# Исходный текст
Успехи практического применения исторического материализма в современном мире зачастую производят впечатление цивилизации, изобилующей хитроумными способами забыть о смерти. Как будто люди живут в луна-парке, полном поразительных выдумок, и никак не могут насытиться бесконечным разнообразием его заманчивых возможностей. На то, чтобы подумать о смерти и устрашиться ее, не хватает времени. Даже сама любовь и удивление перед экзистенциальной инаковостью человека не способны глубоко затронуть нас, и уж тем более — вопросы о смысле жизни и мироздания, о причине и цели всего сущего. Наше обычное состояние — это опьянение недолговечным и преходящим. И когда близкого нам человека постигает нежданная беда — рак, паралич сердца, мозговое нарушение, автомобильная катастрофа, — мы относим такой случай к эмоциональной надстройке над нашими реальными интересами и продолжаем иллюзорную гонку за недолговечным и преходящим.
Итак, вот первое пояснение моей позиции: Церковь сегодня не затрагивает широкие массы, «анестезированные» истерией потребительства, которую навязывает тотальное господство исторического материализма.
Церковь интересует небольшую, тонкую прослойку элиты, или «закваску», состоящую из тех, кто продолжает стоять на вахте самых важных вопросов — о смысле жизни и смерти, о смысле мира и экзистенциальной инаковости каждого человека, красоты и эроса, логоса и общения.
Из этого первого методологического пояснения с очевидностью следует: что бы сегодня ни являлось в качестве так называемой христианской истины с претензией на место среди различных заманчивых предложений историко-материалистического луна-парка, — все это не имеет отношения к Церкви. Чувственное возбуждение, психологическая озабоченность, пуританские нравоучения по «усовершенствованию» характера и поведения, фанатичная «зацикленность» на догматической идеологии, — все это отдает психопатией или узколобостью, инфантильностью и духовной близорукостью.
Люди с такими симптомами могут носить «христианский» ярлык, апеллировать к текстам Нового Завета, но они не имеют никакого отношения (по крайней мере, в целях данного размышления) ни к событию Церкви (the ecclesial event), ни к опыту, лежащему в его основе.
Следовательно, чтобы подойти к теме о роли Церкви в посткоммунистической Европе на основе общего понимания, нам нужно не теоретическое или абстрактное определение Церкви, а критерии, которые позволили бы эмпирически распознать реальность Церкви и отличить ее от подделок. Как можно убедиться, что испытываешь настоящую любовь, а не легкомысленный, чувственный роман? Здесь необходим критерий проверенного опыта, и точно то же надо сказать об оценке роли Церкви.

# Представленные данные
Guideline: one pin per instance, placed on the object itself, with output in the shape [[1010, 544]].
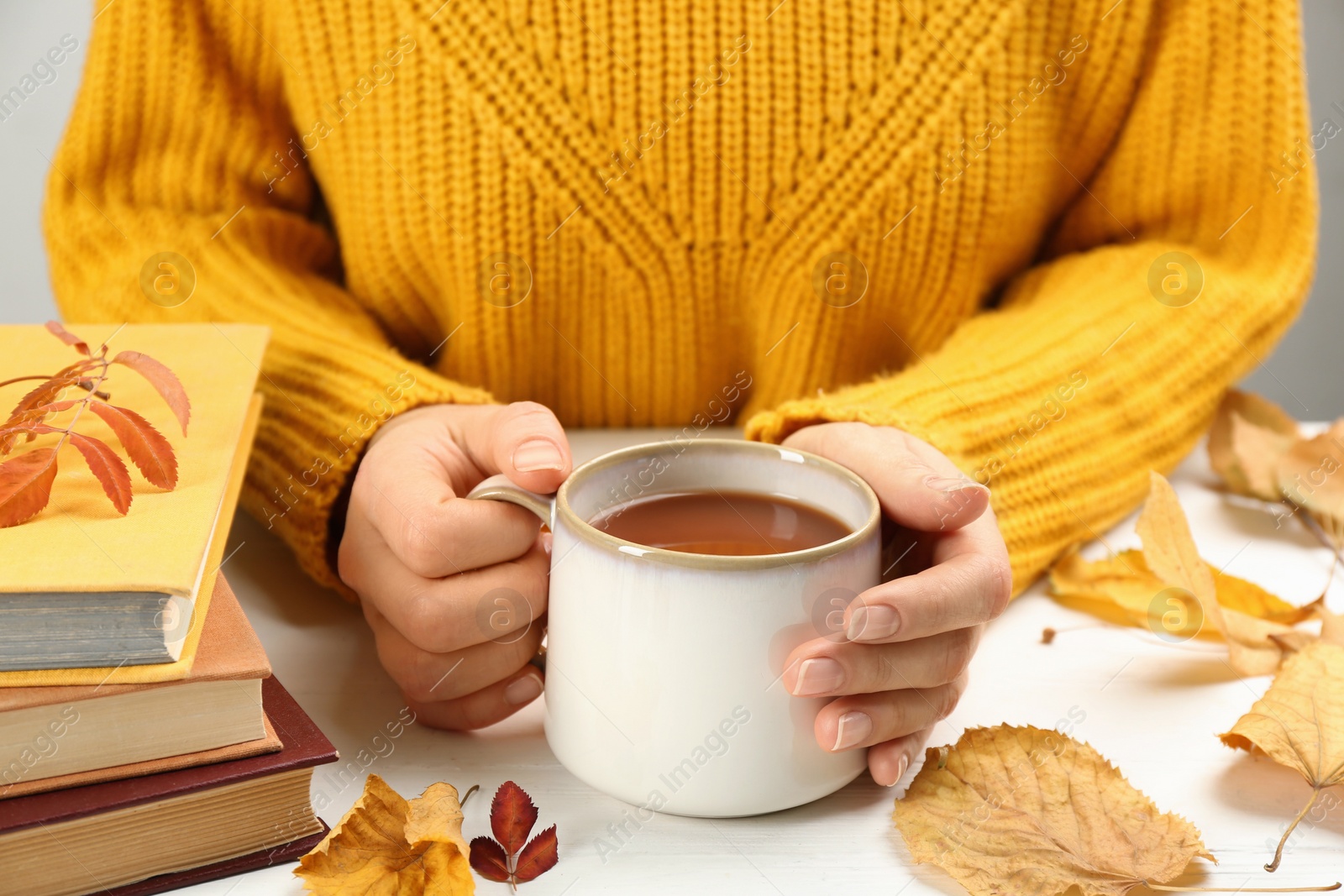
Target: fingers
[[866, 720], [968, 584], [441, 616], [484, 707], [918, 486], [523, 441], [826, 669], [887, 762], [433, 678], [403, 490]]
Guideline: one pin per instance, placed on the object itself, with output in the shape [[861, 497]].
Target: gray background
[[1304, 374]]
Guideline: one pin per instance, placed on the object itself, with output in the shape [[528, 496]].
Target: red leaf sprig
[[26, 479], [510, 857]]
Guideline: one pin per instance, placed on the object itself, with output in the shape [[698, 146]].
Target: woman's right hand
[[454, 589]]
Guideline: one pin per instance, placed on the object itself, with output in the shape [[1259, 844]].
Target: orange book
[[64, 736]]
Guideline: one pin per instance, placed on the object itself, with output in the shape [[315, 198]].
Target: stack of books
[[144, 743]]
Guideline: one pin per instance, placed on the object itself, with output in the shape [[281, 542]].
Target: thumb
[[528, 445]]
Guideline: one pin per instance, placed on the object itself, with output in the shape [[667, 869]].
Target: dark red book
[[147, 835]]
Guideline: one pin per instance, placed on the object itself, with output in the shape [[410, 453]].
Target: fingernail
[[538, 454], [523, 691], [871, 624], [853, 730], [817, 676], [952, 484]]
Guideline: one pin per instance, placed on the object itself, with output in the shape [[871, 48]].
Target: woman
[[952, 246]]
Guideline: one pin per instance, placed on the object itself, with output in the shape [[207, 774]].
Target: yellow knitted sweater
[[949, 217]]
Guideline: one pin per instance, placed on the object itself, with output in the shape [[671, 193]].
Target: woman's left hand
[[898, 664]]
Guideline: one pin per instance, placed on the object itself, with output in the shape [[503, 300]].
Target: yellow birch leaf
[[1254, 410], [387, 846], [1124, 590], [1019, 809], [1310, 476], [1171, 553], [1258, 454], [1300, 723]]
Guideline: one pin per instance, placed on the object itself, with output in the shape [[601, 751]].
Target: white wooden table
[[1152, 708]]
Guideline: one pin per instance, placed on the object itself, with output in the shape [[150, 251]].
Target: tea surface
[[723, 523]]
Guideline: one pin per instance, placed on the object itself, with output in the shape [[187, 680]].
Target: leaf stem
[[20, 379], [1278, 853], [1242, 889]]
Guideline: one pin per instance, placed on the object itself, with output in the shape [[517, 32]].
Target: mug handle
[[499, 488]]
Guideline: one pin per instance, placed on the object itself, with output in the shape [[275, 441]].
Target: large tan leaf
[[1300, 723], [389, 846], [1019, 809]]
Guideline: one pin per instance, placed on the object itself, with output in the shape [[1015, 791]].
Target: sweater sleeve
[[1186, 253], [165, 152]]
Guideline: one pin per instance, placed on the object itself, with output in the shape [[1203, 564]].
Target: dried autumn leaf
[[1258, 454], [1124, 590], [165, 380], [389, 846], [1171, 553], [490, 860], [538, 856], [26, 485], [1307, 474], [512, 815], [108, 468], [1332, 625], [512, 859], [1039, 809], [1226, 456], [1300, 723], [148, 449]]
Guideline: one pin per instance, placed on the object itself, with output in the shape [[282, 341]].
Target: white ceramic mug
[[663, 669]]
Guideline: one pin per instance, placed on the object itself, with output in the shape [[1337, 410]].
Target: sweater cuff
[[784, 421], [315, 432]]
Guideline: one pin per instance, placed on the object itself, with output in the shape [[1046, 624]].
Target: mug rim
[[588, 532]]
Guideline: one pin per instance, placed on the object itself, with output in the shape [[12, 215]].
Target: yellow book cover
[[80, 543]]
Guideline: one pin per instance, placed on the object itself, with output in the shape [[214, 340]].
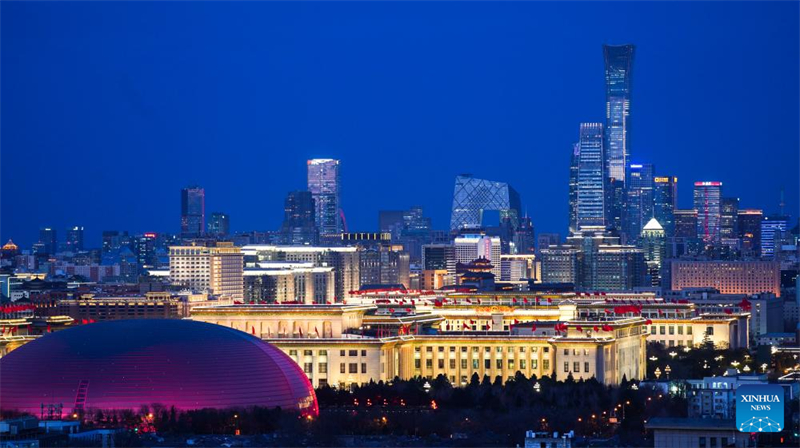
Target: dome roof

# Письменное задание
Кого, согласно тексту о роли Церкви, интересует Церковь?

# Решение задания
Небольшую, тонкую прослойку элиты, или «закваску», состоящую из тех, кто продолжает стоять на вахте самых важных вопросов.